**Challenge:** Quote the material below verbatim from start to finish, leaving the pictures out of your copy.

━━━━━━━━━━━━━━━━━━━━

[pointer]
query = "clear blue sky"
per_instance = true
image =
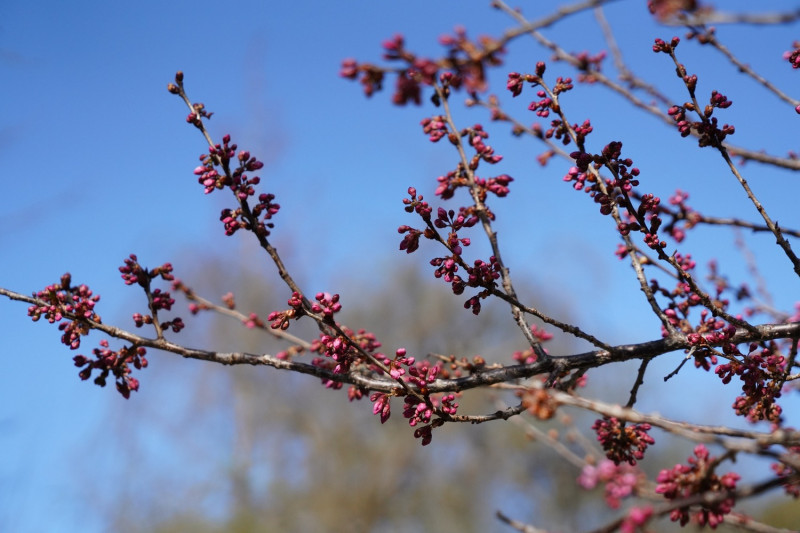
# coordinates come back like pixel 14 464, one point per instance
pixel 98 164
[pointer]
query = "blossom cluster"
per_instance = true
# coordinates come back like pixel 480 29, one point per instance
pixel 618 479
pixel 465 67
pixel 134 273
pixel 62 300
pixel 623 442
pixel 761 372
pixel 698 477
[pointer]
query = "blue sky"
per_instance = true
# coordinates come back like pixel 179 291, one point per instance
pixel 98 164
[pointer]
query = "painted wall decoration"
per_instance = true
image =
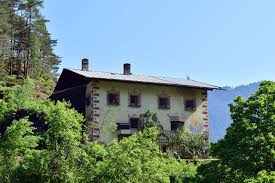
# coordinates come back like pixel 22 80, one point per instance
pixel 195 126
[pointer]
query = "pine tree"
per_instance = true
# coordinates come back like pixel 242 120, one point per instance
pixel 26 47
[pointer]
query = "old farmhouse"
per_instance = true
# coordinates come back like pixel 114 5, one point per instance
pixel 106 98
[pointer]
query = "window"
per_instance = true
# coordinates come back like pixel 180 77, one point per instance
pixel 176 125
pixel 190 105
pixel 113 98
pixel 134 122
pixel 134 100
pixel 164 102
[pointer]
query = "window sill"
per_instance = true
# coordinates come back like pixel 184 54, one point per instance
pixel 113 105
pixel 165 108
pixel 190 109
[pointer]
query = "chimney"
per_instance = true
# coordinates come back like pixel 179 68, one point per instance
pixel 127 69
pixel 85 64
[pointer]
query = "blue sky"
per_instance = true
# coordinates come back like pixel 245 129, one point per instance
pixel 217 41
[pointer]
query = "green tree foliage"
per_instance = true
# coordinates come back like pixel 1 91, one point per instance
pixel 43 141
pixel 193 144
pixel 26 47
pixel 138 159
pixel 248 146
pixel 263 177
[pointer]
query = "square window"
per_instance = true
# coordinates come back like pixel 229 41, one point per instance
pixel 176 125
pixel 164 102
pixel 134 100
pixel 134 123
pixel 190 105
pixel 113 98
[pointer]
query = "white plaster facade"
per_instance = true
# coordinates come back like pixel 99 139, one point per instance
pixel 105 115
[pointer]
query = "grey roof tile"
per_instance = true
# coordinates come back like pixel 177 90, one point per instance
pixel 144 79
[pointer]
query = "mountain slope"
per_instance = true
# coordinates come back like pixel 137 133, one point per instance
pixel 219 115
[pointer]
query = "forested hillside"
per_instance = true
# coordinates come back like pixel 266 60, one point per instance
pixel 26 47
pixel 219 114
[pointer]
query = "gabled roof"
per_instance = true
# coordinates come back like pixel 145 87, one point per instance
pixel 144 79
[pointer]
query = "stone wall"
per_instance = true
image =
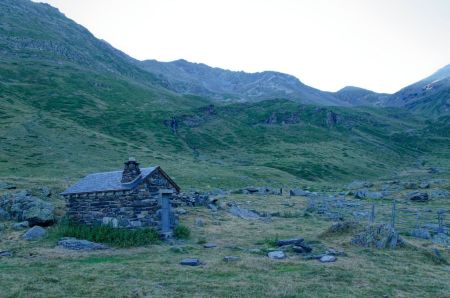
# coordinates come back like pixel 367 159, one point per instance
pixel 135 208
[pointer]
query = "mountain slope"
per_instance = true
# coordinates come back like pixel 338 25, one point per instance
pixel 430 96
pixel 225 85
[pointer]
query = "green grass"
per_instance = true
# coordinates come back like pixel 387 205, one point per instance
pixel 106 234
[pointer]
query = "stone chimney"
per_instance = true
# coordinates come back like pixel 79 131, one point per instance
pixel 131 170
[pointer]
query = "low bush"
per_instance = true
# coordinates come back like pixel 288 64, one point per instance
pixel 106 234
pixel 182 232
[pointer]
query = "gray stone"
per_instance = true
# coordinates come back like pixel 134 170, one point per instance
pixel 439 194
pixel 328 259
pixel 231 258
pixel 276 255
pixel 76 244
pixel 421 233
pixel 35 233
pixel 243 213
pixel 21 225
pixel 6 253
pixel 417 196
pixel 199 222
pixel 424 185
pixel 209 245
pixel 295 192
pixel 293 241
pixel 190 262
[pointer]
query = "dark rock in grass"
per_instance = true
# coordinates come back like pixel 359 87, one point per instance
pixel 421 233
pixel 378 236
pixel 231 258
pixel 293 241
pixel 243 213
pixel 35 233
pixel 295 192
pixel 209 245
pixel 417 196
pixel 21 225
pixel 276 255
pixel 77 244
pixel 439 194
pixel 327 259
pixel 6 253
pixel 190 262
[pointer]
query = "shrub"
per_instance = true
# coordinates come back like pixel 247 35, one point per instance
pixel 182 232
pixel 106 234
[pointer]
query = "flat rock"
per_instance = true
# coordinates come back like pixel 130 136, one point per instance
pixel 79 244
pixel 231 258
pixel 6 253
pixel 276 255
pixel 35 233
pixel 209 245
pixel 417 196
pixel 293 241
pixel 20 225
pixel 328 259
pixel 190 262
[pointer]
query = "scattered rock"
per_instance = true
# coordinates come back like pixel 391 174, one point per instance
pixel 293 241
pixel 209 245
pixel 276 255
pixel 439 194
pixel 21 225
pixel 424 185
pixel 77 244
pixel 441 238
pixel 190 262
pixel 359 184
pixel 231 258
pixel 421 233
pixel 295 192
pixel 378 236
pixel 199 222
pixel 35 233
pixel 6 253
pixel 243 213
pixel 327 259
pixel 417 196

━━━━━━━━━━━━━━━━━━━━

**Exercise answer:**
[pointer]
query = "clear blue sky"
per_instance = true
image =
# coordinates come back like pixel 14 464, one point per instance
pixel 98 164
[pointer]
query = "blossom cluster"
per_instance = true
# coordinates come back like pixel 480 29, one point per instance
pixel 618 479
pixel 465 67
pixel 134 273
pixel 62 300
pixel 623 442
pixel 761 372
pixel 698 477
[pointer]
query = "blue sky"
per_instance = true
# coordinates come back like pixel 179 291, one point per instance
pixel 98 164
[pointer]
query = "painted wall decoration"
per_instance = true
image =
# coordinates come back like pixel 22 80, one point per instance
pixel 195 126
[pointer]
query = "pine tree"
per_instance = true
# coordinates come back like pixel 242 120, one point per instance
pixel 26 47
[pointer]
query = "old farmhouse"
per_instance = true
# coordinates come back like pixel 114 5, one point per instance
pixel 106 98
[pointer]
query = "window"
per_instance = true
# coordinates come back like pixel 180 77, one point per instance
pixel 176 125
pixel 190 105
pixel 113 98
pixel 134 122
pixel 134 100
pixel 164 102
[pointer]
query = "window sill"
per_instance = true
# coordinates come back like pixel 184 54, one point per instance
pixel 113 105
pixel 165 108
pixel 190 109
[pointer]
query = "chimney"
per_instance = true
# coordinates come back like pixel 179 68, one point per instance
pixel 127 69
pixel 85 64
[pointer]
query = "blue sky"
per_instance = true
# coordinates come back like pixel 245 129, one point per instance
pixel 217 41
[pointer]
query = "green tree foliage"
per_instance = true
# coordinates come back like pixel 1 91, one point per instance
pixel 43 141
pixel 193 144
pixel 26 47
pixel 138 159
pixel 248 146
pixel 263 177
[pointer]
query = "square window"
per_instance = true
# coordinates come back like pixel 229 41, one point per instance
pixel 176 125
pixel 164 102
pixel 134 100
pixel 134 123
pixel 190 105
pixel 113 98
[pointer]
query = "white plaster facade"
per_instance = true
# coordinates come back like pixel 99 139, one point per instance
pixel 105 115
[pointer]
query = "grey roof tile"
per_instance = true
# coordinates come back like pixel 177 90, one point per instance
pixel 144 79
[pointer]
query = "mountain slope"
per_instance = true
# coordinates come back like pixel 137 133, one point per instance
pixel 219 115
[pointer]
query = "forested hillside"
per_instance = true
# coordinates come back like pixel 266 60, one point per instance
pixel 26 47
pixel 219 114
[pointer]
query = "gabled roof"
per_instance = true
# coordinates come back like pixel 145 87, one point per instance
pixel 144 79
[pointer]
query = "stone wall"
per_instance = true
image =
# coordinates come back like pixel 367 159, one point per instance
pixel 135 208
[pointer]
query = "mountain slope"
per_instance = true
# coordinates come back like pixel 338 25, one point per instance
pixel 430 96
pixel 225 85
[pointer]
query = "green grass"
per_instance = true
# coordinates come back like pixel 387 205, one point per instance
pixel 106 234
[pointer]
query = "stone chimney"
per_instance = true
# coordinates come back like pixel 79 131, one point per instance
pixel 131 170
[pointer]
query = "low bush"
per_instance = true
# coordinates come back like pixel 288 64, one point per instance
pixel 106 234
pixel 182 232
[pointer]
query = "gray stone"
per_instance = true
# coordinates come back like pixel 134 170, one point per instance
pixel 439 194
pixel 328 259
pixel 231 258
pixel 276 255
pixel 76 244
pixel 421 233
pixel 35 233
pixel 243 213
pixel 21 225
pixel 6 253
pixel 417 196
pixel 199 222
pixel 424 185
pixel 209 245
pixel 295 192
pixel 293 241
pixel 190 262
[pointer]
query = "dark rock in grass"
per_instance = true
# coordinates come back like pixel 359 87, one point per instance
pixel 421 233
pixel 378 236
pixel 231 258
pixel 293 241
pixel 243 213
pixel 35 233
pixel 295 192
pixel 209 245
pixel 417 196
pixel 21 225
pixel 276 255
pixel 77 244
pixel 439 194
pixel 327 259
pixel 6 253
pixel 190 262
[pointer]
query = "shrub"
per_instance = true
# coordinates come back like pixel 247 35, one point per instance
pixel 182 232
pixel 106 234
[pointer]
query = "flat rock"
per_instance = true
# coordinates come back like pixel 130 136, one point per instance
pixel 79 244
pixel 231 258
pixel 6 253
pixel 276 255
pixel 35 233
pixel 209 245
pixel 417 196
pixel 293 241
pixel 20 225
pixel 328 259
pixel 190 262
[pointer]
query = "scattered rock"
per_instance = true
# coordinates come back like pixel 391 174, one point per instance
pixel 293 241
pixel 209 245
pixel 276 255
pixel 439 194
pixel 21 225
pixel 424 185
pixel 77 244
pixel 441 238
pixel 190 262
pixel 359 184
pixel 231 258
pixel 421 233
pixel 295 192
pixel 378 236
pixel 199 222
pixel 35 233
pixel 6 253
pixel 243 213
pixel 327 259
pixel 417 196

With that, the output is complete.